| EXERCISE REQUIREMENTS |
All lines from the one containing "Q: Point out each instance of the sandy" through the final line of the material below must appear exactly as they are, with nothing else.

| SUPPLIED DATA |
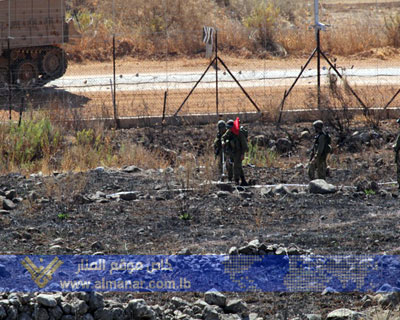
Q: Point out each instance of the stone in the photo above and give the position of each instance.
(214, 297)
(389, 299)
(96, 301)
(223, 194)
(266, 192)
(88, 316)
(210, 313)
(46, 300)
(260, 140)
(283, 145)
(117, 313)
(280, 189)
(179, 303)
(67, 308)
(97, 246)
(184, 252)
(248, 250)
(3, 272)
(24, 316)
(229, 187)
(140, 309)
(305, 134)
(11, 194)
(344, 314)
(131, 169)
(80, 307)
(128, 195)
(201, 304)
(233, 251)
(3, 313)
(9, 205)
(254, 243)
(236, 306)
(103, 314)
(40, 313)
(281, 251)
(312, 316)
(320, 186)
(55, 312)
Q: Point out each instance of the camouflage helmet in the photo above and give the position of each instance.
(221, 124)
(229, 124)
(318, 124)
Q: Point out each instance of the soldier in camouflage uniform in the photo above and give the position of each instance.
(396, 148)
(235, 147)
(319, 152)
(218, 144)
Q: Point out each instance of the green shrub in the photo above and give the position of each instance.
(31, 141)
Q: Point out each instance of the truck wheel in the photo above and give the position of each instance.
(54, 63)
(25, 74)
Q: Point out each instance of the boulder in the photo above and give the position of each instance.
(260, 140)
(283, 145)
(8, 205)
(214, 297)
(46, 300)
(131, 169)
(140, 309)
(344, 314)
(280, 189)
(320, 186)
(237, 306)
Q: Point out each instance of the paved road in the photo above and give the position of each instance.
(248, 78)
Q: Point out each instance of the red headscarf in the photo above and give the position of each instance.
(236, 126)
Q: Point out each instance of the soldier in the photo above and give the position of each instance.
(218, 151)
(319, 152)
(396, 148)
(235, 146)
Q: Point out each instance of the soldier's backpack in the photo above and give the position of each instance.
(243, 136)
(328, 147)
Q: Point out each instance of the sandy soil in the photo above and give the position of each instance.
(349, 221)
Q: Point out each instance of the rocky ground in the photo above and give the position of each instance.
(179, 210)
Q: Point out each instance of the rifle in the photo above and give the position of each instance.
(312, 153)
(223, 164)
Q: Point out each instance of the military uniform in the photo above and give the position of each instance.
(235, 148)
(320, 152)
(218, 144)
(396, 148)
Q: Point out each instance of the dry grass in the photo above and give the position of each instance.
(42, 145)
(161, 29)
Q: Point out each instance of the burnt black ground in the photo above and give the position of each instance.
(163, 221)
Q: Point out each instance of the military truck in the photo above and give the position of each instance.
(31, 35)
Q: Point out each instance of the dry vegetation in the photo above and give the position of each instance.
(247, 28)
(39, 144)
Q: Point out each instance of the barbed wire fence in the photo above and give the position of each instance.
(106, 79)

| ANSWER BOX |
Q: Point out each instance of the sandy soil in the photo above and give the position of each instance.
(349, 221)
Q: Point out each instance of the rocky ground in the photo above and give the position of each instance.
(179, 210)
Q: Point out each instance of the rifle in the photo above and give the position of each instance.
(312, 153)
(223, 164)
Q: Point out each instance of the military uniform in the photo above and give the position of each instance.
(235, 148)
(320, 152)
(218, 144)
(396, 148)
Q: Point out each instance of the dry grass in the photo above and give the position of each instance.
(42, 145)
(161, 29)
Q: Point out each instance of the burnt black ground in the photo above and give the position of each instance.
(163, 221)
Q: Point out each instance of the military truck in the photo above and give the position of each instance.
(31, 35)
Q: Point out each instance of the dry vegetation in the photo above and give the position of each instance.
(247, 28)
(39, 144)
Q: Point out each instance of the barbed wire fence in the photo above and give the position of each instance.
(106, 79)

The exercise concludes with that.